[BRIEF] Working from the entries that follow, retype each one without any alteration.

══════════════════════════════

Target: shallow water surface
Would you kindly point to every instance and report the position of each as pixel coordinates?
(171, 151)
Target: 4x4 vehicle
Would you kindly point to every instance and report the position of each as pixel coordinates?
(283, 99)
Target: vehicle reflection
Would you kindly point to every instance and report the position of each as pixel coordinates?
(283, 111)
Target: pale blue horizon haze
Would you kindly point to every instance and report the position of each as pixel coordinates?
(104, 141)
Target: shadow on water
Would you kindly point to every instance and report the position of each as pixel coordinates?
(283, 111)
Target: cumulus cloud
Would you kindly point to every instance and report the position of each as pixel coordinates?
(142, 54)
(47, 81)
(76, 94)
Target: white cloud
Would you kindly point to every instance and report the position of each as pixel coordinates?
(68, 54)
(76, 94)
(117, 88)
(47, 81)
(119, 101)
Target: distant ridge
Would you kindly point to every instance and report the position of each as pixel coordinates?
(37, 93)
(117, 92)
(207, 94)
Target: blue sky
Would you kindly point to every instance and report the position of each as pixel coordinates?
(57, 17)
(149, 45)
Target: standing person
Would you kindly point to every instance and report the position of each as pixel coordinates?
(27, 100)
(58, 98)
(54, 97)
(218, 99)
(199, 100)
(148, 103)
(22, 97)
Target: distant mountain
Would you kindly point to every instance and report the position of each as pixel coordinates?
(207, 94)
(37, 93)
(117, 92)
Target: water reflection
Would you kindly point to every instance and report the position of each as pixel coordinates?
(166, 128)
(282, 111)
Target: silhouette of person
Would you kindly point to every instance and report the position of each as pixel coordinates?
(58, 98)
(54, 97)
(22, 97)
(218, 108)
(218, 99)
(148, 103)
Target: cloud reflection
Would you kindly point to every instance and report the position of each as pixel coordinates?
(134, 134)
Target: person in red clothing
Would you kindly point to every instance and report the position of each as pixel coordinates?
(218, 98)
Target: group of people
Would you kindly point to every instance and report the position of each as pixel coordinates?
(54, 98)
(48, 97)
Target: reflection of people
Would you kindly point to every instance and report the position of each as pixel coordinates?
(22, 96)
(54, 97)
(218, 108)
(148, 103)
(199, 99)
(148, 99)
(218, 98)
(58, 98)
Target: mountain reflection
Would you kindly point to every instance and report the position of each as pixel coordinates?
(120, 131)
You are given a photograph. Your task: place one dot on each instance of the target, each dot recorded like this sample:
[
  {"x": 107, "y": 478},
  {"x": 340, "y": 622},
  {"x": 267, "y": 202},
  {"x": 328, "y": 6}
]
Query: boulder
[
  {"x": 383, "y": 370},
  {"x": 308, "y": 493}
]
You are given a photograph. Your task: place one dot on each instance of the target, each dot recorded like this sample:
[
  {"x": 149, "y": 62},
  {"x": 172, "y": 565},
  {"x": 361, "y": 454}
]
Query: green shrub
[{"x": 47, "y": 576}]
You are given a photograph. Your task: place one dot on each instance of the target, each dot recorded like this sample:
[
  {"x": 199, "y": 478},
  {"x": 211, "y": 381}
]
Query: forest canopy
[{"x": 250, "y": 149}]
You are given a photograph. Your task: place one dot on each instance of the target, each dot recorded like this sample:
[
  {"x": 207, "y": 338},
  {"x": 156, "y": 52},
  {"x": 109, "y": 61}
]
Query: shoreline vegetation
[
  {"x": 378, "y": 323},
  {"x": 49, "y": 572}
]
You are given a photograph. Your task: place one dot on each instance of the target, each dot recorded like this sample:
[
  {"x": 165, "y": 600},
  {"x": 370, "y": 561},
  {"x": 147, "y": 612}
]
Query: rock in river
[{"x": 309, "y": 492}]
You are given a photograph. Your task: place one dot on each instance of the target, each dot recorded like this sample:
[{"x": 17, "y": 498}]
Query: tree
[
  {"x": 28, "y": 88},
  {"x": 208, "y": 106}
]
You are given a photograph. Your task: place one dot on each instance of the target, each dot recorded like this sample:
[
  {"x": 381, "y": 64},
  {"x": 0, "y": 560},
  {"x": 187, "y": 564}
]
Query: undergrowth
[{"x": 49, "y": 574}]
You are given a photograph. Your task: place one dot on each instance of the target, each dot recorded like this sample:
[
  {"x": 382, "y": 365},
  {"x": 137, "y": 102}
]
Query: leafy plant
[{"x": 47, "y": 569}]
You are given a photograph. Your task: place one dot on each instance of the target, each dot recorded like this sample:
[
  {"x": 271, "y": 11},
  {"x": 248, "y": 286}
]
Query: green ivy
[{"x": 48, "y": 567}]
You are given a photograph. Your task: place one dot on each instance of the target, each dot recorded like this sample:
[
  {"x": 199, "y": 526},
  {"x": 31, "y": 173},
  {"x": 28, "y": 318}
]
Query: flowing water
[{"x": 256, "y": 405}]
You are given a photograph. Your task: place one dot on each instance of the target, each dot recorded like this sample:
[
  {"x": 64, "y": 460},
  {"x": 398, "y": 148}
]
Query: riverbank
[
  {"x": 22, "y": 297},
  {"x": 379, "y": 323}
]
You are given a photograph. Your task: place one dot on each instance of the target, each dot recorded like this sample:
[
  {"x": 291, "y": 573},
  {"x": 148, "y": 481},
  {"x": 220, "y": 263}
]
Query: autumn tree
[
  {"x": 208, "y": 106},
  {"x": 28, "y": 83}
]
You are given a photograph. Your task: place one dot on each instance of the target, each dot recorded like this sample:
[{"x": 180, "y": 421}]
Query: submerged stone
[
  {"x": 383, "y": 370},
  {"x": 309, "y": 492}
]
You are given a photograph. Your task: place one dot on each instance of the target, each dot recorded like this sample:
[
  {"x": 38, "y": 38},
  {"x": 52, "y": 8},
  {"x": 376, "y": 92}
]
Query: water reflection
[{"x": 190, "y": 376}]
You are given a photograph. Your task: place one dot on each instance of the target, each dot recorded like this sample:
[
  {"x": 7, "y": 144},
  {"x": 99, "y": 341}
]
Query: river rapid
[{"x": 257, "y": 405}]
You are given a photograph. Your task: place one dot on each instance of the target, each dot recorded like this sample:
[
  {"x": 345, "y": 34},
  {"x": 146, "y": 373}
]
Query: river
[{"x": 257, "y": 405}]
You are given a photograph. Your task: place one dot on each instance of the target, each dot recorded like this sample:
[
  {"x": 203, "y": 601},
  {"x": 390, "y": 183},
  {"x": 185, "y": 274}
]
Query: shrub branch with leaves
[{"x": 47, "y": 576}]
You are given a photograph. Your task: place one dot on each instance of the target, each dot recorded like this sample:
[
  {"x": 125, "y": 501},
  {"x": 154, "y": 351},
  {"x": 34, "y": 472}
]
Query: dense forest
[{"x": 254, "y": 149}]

══════════════════════════════

[ANSWER BOX]
Target: shallow water surface
Would you kindly point to every instance and report the position of each as pixel coordinates?
(171, 151)
Target: 4x4 vehicle
Would you kindly point to every instance and report the position of each as pixel coordinates?
(283, 99)
Target: vehicle reflection
Would you kindly point to every instance and report the position of each as pixel coordinates?
(283, 111)
Target: pale blue horizon haze
Would you kindly point to every instance and report the position of each as pixel coordinates?
(104, 141)
Target: shadow on water
Would you kindly point to every instance and report the position of each as pixel coordinates?
(283, 111)
Target: cumulus cloud
Would you kindly point to every instance and report the position of each as pixel coordinates?
(142, 54)
(47, 81)
(76, 94)
Target: white cloud
Would you kindly point to every instance and report the position of each as pixel coordinates?
(68, 54)
(76, 94)
(117, 88)
(47, 81)
(119, 101)
Target: distant ridge
Would you kindly point to every instance and report the position of each as pixel coordinates?
(37, 93)
(117, 92)
(207, 94)
Target: blue sky
Would you kindly point to every instance and report the position of each as pixel coordinates?
(57, 17)
(149, 45)
Target: standing person
Would you kindly point to every instance and report the position of each as pixel coordinates?
(27, 100)
(58, 98)
(54, 97)
(218, 99)
(199, 100)
(148, 103)
(22, 97)
Target: distant mountain
Would you kindly point to every instance and report the position of each as pixel coordinates?
(207, 94)
(37, 93)
(117, 92)
Target: water reflection
Would you kindly point to every instance and report the position of each as pixel coordinates?
(166, 128)
(282, 111)
Target: silhouette of person
Would you kindly point to every instance and report the position of each as pixel coordinates?
(58, 98)
(54, 97)
(22, 97)
(218, 108)
(218, 99)
(148, 103)
Target: cloud reflection
Would you kindly point to every instance and report the position of each as pixel coordinates?
(134, 134)
Target: person in red clothing
Would you kindly point to every instance and report the position of each as pixel coordinates?
(218, 98)
Target: group of people
Would you kindly point to every instance and report the position of each as pixel coordinates?
(54, 98)
(48, 97)
Target: reflection of people
Would you kindly point to every instance and report the position of each as pixel coordinates?
(22, 96)
(54, 97)
(218, 108)
(148, 103)
(199, 99)
(148, 99)
(218, 98)
(58, 98)
Target: mountain reflection
Would you kindly point to every instance and report the position of each as pixel coordinates?
(120, 131)
You are given a photograph. Your task: place one dot on each instance of the target, each dot recorded like this sample:
[
  {"x": 107, "y": 478},
  {"x": 340, "y": 622},
  {"x": 267, "y": 202},
  {"x": 328, "y": 6}
]
Query: boulder
[
  {"x": 383, "y": 370},
  {"x": 308, "y": 493}
]
You are given a photograph. Your task: place one dot on each instance of the target, each dot recorded like this sample:
[
  {"x": 149, "y": 62},
  {"x": 172, "y": 565},
  {"x": 361, "y": 454}
]
Query: green shrub
[{"x": 47, "y": 576}]
You are given a photograph. Your task: place one dot on each instance of the target, each dot recorded like this sample:
[
  {"x": 199, "y": 478},
  {"x": 211, "y": 381}
]
Query: forest canopy
[{"x": 250, "y": 149}]
You are given a photograph. Your task: place one dot on each instance of the target, each dot recorded like this sample:
[
  {"x": 207, "y": 338},
  {"x": 156, "y": 52},
  {"x": 109, "y": 61}
]
Query: shoreline vegetation
[
  {"x": 378, "y": 323},
  {"x": 49, "y": 572}
]
You are given a photograph. Your task: place one dot on each instance of the target, each dot recorded like this sample:
[
  {"x": 165, "y": 600},
  {"x": 370, "y": 561},
  {"x": 147, "y": 612}
]
Query: rock in river
[{"x": 309, "y": 492}]
You are given a photograph. Your task: place one dot on each instance of the target, each dot recorded like this sample:
[{"x": 17, "y": 498}]
Query: tree
[
  {"x": 28, "y": 88},
  {"x": 208, "y": 106}
]
You are given a photograph. Your task: place one dot on each instance of the target, each dot recorded like this sample:
[
  {"x": 381, "y": 64},
  {"x": 0, "y": 560},
  {"x": 187, "y": 564}
]
Query: undergrowth
[{"x": 49, "y": 574}]
You are given a photograph. Your task: place one dot on each instance of the target, each dot recorded like this sample:
[
  {"x": 382, "y": 365},
  {"x": 137, "y": 102}
]
Query: leafy plant
[{"x": 47, "y": 569}]
You are given a photograph. Your task: place one dot on each instance of the target, each dot recorded like this sample:
[
  {"x": 271, "y": 11},
  {"x": 248, "y": 286}
]
Query: green ivy
[{"x": 48, "y": 567}]
You are given a photograph. Your task: place one dot on each instance of the target, each dot recorded like this sample:
[
  {"x": 199, "y": 526},
  {"x": 31, "y": 173},
  {"x": 28, "y": 318}
]
Query: flowing water
[{"x": 256, "y": 405}]
You are given a photograph. Your task: place one dot on each instance of the target, each dot recorded like this sample:
[
  {"x": 64, "y": 460},
  {"x": 398, "y": 148}
]
Query: riverbank
[
  {"x": 22, "y": 297},
  {"x": 379, "y": 323}
]
You are given a photograph. Your task: place one dot on each instance of the target, each dot recorded like this sample:
[
  {"x": 291, "y": 573},
  {"x": 148, "y": 481},
  {"x": 220, "y": 263}
]
Query: autumn tree
[
  {"x": 208, "y": 106},
  {"x": 28, "y": 83}
]
You are given a photograph. Your task: place one dot on each instance of the target, each dot recorded like this sample:
[{"x": 180, "y": 421}]
Query: submerged stone
[
  {"x": 383, "y": 370},
  {"x": 309, "y": 492}
]
You are given a photograph. Your task: place one dot on each instance of the target, each dot recorded like this sample:
[
  {"x": 38, "y": 38},
  {"x": 52, "y": 8},
  {"x": 376, "y": 92}
]
Query: water reflection
[{"x": 190, "y": 376}]
You are given a photograph. Your task: place one dot on each instance of the target, each dot recorded like this sample:
[
  {"x": 7, "y": 144},
  {"x": 99, "y": 341}
]
Query: river rapid
[{"x": 257, "y": 405}]
You are given a photograph. Your task: place one dot on each instance of the target, each dot recorded like this sample:
[
  {"x": 345, "y": 34},
  {"x": 146, "y": 373}
]
Query: river
[{"x": 257, "y": 405}]
You are given a photograph. Your task: place one dot on each instance of the target, each dot recorded like this sample:
[
  {"x": 203, "y": 601},
  {"x": 390, "y": 183},
  {"x": 185, "y": 274}
]
Query: shrub branch with leaves
[{"x": 47, "y": 576}]
You are given a photograph. Your task: place one dot on each instance of the target, each dot recorded like this sample:
[
  {"x": 125, "y": 501},
  {"x": 154, "y": 351},
  {"x": 34, "y": 472}
]
Query: dense forest
[{"x": 254, "y": 149}]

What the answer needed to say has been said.